---------- ТЕКСТ ДЛЯ РАЗБОРА

Плач Ярославны переносил к истокам русской народной поэзии, к русской, печалью вскормленной песне былых веков... В "Игоре" у нее есть немой проход по сцене. Тут сказывалось ее умение пластически двигаться и распоряжаться своим телом. Трудно было решить – она ли делает этот проход ради музыкального момента или музыка сопровождает ее немую сцену. Она не считает по четвертям, но вполне совпадает с музыкой – потому что она живет в музыке. Это результат ее неустанной работы над ритмикой и внутреннее ощущение ритма, дающее ей слияние движения и жеста с музыкой.

Театр и выступления за рубежом так много сил отнимали у Держинской, что она сравнительно мало времени могла уделять концертам и камерному пению. Но тем не менее у нее огромный камерный репертуар: вся лучшая русская и зарубежная классика знакомы ей. Слышавшие ее в камерном пении отмечали тончайшие нюансы, тщательную отделку, делавшие из каждой спетой ею вещи законченное произведение.

Рахманинов, слышавший Держинскую в юные годы, уговаривал ее посвятить себя камерному пению, а талантливый дирижер Мравинский так выразился о ней после одного из ее концертов в Ленинграде: "Чудесные акварели тонкого рисунка". Действительно, в исполнении романсов Держинская достигает больших результатов простейшими средствами: почти неуловимыми оттенками. Она медленно выносит на публику свои романсы, иногда месяцами добивается того или иного звучания, соответствующего ее переживаниям. Идет от чувства к технике. Она многим обязана Станиславскому, на уроках которого неоднократно присутствовала, находя у него подтверждение того, что ей инстинктивно подсказывало артистическое чутье.

--------------------

# ЗАДАНИЕ 1:
Почему Держинская, судя по тексту о ней, сравнительно мало времени уделяла концертам и камерному пению? Ответьте одним-двумя предложениями.
# ЗАДАНИЕ 2:
Выпишите дословно отрывок из текста о Держинской, начиная со слов "Плач Ярославны переносил" и заканчивая словами "жеста с музыкой.".

---------- МАТЕРИАЛ ДЛЯ РАБОТЫ

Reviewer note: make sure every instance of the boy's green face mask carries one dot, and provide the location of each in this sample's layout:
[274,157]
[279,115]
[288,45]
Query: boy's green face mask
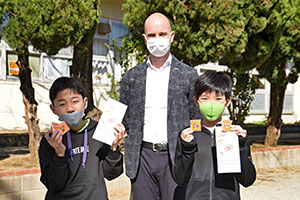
[211,110]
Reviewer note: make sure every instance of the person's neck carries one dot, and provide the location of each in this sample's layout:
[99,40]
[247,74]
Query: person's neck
[158,62]
[210,124]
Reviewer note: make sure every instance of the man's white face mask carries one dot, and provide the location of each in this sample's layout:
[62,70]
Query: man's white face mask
[158,46]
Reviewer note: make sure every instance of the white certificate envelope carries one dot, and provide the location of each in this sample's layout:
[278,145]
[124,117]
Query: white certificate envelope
[112,114]
[228,152]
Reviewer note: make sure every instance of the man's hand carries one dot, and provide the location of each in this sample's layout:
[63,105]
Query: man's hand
[55,140]
[187,135]
[119,131]
[239,130]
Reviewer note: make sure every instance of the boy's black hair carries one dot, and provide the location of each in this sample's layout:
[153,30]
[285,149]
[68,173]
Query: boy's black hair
[212,81]
[62,83]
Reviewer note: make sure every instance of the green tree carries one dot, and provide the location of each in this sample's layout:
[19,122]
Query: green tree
[242,97]
[283,66]
[273,40]
[241,34]
[49,26]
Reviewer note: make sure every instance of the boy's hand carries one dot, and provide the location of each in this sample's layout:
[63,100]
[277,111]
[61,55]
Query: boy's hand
[187,135]
[239,130]
[119,131]
[55,140]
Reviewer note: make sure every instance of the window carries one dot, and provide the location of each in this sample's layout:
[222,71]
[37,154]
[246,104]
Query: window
[34,64]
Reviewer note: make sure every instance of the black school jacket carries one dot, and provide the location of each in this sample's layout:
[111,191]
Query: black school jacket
[196,167]
[68,180]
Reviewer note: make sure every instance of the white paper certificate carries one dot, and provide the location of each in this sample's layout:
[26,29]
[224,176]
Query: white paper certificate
[112,114]
[228,152]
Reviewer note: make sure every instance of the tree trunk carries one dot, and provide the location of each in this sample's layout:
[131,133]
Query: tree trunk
[30,104]
[276,108]
[82,68]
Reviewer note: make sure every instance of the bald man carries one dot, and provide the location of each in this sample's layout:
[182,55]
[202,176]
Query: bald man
[159,94]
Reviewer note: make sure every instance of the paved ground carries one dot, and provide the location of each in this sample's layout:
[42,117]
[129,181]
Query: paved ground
[274,184]
[271,184]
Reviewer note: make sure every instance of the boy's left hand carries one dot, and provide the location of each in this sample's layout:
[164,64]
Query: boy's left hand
[119,131]
[239,130]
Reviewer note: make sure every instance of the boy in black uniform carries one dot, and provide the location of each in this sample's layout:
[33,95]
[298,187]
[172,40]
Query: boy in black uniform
[73,165]
[195,159]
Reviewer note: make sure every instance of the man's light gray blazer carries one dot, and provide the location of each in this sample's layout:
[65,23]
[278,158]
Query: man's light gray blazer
[181,108]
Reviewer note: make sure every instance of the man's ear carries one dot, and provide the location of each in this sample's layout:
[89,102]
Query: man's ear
[228,102]
[172,34]
[196,101]
[52,109]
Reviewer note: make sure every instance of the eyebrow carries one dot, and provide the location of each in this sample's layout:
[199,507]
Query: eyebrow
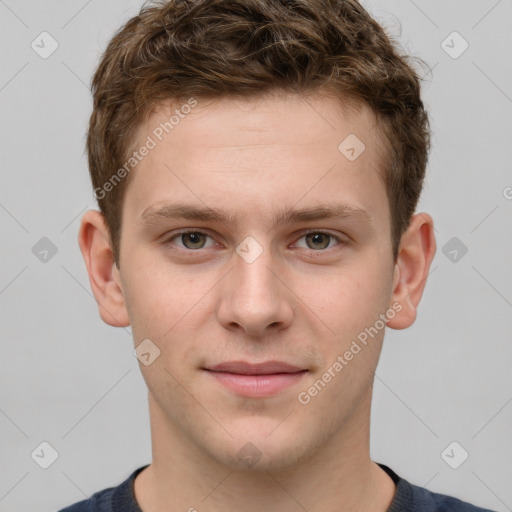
[152,215]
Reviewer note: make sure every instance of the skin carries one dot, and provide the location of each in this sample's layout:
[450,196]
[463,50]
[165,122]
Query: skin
[297,302]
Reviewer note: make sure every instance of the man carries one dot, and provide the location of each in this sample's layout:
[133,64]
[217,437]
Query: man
[257,165]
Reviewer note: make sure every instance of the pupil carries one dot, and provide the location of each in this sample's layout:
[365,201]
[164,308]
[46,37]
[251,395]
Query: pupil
[317,238]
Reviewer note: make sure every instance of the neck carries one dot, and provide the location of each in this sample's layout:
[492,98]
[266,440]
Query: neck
[339,477]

--------------------

# ОТВЕТ 1:
Театр и выступления за рубежом отнимали у нее так много сил, что на концерты и камерное пение времени оставалось сравнительно мало.

# ОТВЕТ 2:
Плач Ярославны переносил к истокам русской народной поэзии, к русской, печалью вскормленной песне былых веков... В "Игоре" у нее есть немой проход по сцене. Тут сказывалось ее умение пластически двигаться и распоряжаться своим телом. Трудно было решить – она ли делает этот проход ради музыкального момента или музыка сопровождает ее немую сцену. Она не считает по четвертям, но вполне совпадает с музыкой – потому что она живет в музыке. Это результат ее неустанной работы над ритмикой и внутреннее ощущение ритма, дающее ей слияние движения и жеста с музыкой.